> **What you will do**:
What you give back must match the records below exactly.

Point localization data:
==*==

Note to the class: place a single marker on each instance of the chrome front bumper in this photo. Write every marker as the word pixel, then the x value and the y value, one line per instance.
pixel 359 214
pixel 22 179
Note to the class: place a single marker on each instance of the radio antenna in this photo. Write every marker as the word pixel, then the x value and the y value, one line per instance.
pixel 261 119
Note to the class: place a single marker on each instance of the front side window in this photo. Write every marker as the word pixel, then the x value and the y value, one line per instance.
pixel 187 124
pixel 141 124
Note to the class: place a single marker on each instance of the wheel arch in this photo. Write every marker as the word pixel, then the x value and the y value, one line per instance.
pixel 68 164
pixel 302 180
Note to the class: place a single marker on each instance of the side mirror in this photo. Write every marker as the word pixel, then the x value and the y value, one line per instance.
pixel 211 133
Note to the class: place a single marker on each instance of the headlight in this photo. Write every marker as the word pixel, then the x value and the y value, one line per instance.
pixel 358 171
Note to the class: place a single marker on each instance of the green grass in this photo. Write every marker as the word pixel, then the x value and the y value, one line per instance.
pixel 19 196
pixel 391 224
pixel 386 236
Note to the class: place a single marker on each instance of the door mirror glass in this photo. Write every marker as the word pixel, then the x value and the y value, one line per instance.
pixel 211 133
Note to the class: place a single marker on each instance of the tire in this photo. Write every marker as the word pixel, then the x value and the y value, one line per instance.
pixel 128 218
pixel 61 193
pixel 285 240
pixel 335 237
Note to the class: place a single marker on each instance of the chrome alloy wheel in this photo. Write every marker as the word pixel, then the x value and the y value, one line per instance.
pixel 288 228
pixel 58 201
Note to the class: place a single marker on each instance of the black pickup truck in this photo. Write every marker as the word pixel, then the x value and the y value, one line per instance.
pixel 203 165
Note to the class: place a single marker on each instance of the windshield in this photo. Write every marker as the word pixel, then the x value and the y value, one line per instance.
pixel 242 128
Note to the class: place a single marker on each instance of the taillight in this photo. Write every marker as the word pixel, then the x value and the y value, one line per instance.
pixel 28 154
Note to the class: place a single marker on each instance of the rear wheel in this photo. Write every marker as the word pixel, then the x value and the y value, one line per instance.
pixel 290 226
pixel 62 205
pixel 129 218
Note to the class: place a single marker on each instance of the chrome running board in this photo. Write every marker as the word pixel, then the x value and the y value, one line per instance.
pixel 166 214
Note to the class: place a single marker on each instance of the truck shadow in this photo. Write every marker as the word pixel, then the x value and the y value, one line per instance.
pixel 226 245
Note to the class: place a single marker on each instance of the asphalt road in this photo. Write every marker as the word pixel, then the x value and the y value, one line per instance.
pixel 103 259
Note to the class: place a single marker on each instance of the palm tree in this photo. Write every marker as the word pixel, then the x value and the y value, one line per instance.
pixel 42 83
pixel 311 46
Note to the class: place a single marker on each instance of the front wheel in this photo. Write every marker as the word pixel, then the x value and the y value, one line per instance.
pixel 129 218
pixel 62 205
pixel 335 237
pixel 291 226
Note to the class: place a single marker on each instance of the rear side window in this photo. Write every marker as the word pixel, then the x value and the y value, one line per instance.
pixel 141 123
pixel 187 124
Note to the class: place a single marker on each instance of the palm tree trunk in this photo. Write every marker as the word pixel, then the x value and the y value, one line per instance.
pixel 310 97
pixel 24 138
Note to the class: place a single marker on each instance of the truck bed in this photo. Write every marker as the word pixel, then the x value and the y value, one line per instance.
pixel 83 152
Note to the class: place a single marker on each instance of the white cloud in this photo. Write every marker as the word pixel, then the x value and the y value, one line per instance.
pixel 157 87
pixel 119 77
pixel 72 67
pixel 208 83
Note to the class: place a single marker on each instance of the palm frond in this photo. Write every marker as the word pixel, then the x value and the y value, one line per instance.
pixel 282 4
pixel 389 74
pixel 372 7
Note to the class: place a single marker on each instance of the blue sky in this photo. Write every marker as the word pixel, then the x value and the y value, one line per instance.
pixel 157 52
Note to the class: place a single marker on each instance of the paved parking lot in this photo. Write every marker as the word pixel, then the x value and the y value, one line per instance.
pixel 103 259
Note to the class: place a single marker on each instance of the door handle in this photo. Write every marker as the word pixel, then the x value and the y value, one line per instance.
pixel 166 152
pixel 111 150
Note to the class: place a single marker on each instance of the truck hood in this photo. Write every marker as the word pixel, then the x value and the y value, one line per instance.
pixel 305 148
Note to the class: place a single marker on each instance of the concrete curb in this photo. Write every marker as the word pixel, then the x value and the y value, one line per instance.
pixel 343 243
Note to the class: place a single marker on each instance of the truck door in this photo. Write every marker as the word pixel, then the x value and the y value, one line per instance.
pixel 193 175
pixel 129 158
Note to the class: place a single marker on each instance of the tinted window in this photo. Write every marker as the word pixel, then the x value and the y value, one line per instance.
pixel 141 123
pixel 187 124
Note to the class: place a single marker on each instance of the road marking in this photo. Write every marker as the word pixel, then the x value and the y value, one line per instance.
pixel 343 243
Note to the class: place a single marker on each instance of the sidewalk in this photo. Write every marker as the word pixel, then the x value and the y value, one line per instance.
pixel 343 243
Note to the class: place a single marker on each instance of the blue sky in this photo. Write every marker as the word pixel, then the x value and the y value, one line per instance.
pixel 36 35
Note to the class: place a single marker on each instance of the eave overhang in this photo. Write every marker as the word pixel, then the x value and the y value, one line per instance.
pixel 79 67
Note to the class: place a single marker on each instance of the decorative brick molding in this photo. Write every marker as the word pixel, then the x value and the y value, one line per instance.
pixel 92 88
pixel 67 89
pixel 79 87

==*==

> **Response below**:
Note to the class: place a single marker on each instance of the chrome front bumper in this photo. Write every marker as the word pixel, then the x value and the y value, one line per instance.
pixel 359 214
pixel 22 179
Note to the class: place a single marker on each instance of the radio antenna in this photo. Write every marker as the word pixel, then the x value and the y value, one line per instance.
pixel 261 119
Note to the class: place a single marker on each instance of the front side window in this photo. Write every marker as the word pixel, then the x value and the y value, one line per instance.
pixel 187 124
pixel 141 124
Note to the class: place a single marker on each instance of the wheel arch in this photo. Write every marker as the word pixel, then the x value and the y value, one line per instance.
pixel 68 164
pixel 302 180
Note to the class: place a single marker on each instance of the side mirror in this photo. Write every marker as the word pixel, then the x value and the y value, one line per instance.
pixel 211 133
Note to the class: place a single marker on each instance of the headlight in this photo. Write every marker as the word pixel, then the x value and the y value, one line per instance.
pixel 358 171
Note to the class: place a single marker on each instance of the green grass in this photo. Write every marker as the word pixel, then the x value and the y value, one line per instance.
pixel 19 196
pixel 391 224
pixel 386 236
Note to the class: place a single marker on each instance of the door mirror glass in this photo. Write every marker as the word pixel, then the x value and the y value, one line per instance.
pixel 211 133
Note to the class: place a single marker on each instance of the tire in this photo. Write every marker as the word pixel, then the x value and the y value, one line per instance.
pixel 128 218
pixel 61 193
pixel 285 240
pixel 335 237
Note to the class: place a single marker on each instance of the chrome alloy wheel in this photo. Write every marker as the word pixel, then the x value and the y value, one line per instance.
pixel 288 228
pixel 58 201
Note to the class: place a single marker on each instance of the black pickup truck in this photo. Write every marker as the word pixel, then the x value and the y value, one line per instance.
pixel 203 165
Note to the class: place a single marker on each instance of the windshield in this photo. Write every marker as the word pixel, then the x value and the y value, one line per instance.
pixel 242 128
Note to the class: place a single marker on each instance of the taillight in this photo. Write every marker as the word pixel, then the x value and the y value, one line per instance.
pixel 28 154
Note to the class: place a single marker on each instance of the rear wheel in this photo. Write every marker as the word pixel, then the x value and the y value, one line per instance.
pixel 290 226
pixel 62 205
pixel 129 218
Note to the class: place a single marker on each instance of the chrome running board in this photo. Write every marker as the word pixel, then the x value and the y value, one line per instance.
pixel 166 214
Note to the class: place a single marker on each instance of the truck shadow in this photo. Write every marker as the word pixel, then the x value and the y value, one line per instance.
pixel 226 245
Note to the class: place a single marker on each instance of the asphalt road in this photo. Write every marker as the word pixel, then the x value and the y value, one line per instance.
pixel 103 259
Note to the class: place a single marker on each instance of the palm tree in this photo. Write every marker as the word pixel, then the x value and the y value, one line per instance.
pixel 42 83
pixel 311 46
Note to the class: place a single marker on each instance of the front wheel in this photo. Write every marker as the word pixel, then the x value and the y value, one line per instance.
pixel 129 218
pixel 62 205
pixel 335 237
pixel 291 226
Note to the class: place a single marker on each instance of the rear side window in this photo. Write every marker as the word pixel, then the x value and the y value, one line per instance.
pixel 141 123
pixel 187 124
Note to the class: place a single marker on each instance of the palm tree trunk in this photo. Write every marker as the word pixel, then the x value and the y value, one line per instance.
pixel 310 97
pixel 24 138
Note to the class: place a single marker on each instance of the truck bed in this photo. Write every marker as the word pixel, then the x value and the y value, one line per instance.
pixel 83 152
Note to the class: place a single marker on each instance of the white cloud in this photo. Write every marker as the word pixel, then the x value and the y value, one line per instance.
pixel 157 87
pixel 119 77
pixel 72 67
pixel 208 83
Note to the class: place a single marker on each instance of the palm frond in this photo. Write every marker as the word pixel, then the x value and the y value, one line per instance.
pixel 282 4
pixel 389 74
pixel 372 7
Note to the class: place a single marker on each instance of the blue sky in this photo. Write every marker as the word pixel, then the x value and the y value, one line per instance.
pixel 157 52
Note to the class: place a single marker on each instance of the paved parking lot in this photo. Write every marker as the word pixel, then the x value and the y value, one line per instance.
pixel 103 259
Note to the class: place a single marker on each instance of the door handle in this photo. Write every marker as the word pixel, then the x value and the y value, one line per instance.
pixel 166 152
pixel 111 150
Note to the class: place a single marker on each instance of the truck hood in this photo. Write every marker as the word pixel, then the x value and the y value, one line per instance.
pixel 305 148
Note to the class: place a single marker on each instance of the concrete curb in this photo. Write every marker as the word pixel, then the x value and the y value, one line per instance.
pixel 343 243
Note to the class: place a single marker on each instance of the truck door in this photo. Write every marker as the word pixel, then the x value and the y value, one line per instance.
pixel 193 175
pixel 129 158
Note to the class: place a single marker on each instance of the tinted window in this photo. Write every marker as the word pixel, then the x value and the y value, one line per instance.
pixel 141 123
pixel 187 124
Note to the class: place a single marker on each instance of the road marking in this photo. Write every marker as the word pixel, then the x value and the y value, one line per instance.
pixel 343 243
Note to the class: place a single marker on each instance of the sidewalk in this photo. Write every marker as the word pixel, then the x value and the y value, one line per instance.
pixel 343 243
Note to the class: place a single marker on each instance of the blue sky in this photo. Write every marker as the word pixel, then the x value and the y value, one line per instance.
pixel 36 35
Note to the class: place a single marker on each instance of the eave overhang in this photo. Write every marker as the word pixel, then the x value and the y value, one line per instance.
pixel 79 67
Note to the class: place a single marker on each instance of the decorative brick molding in this photo. Write every marker as the word pixel, then the x value and the y value, one line per instance.
pixel 92 88
pixel 67 89
pixel 79 87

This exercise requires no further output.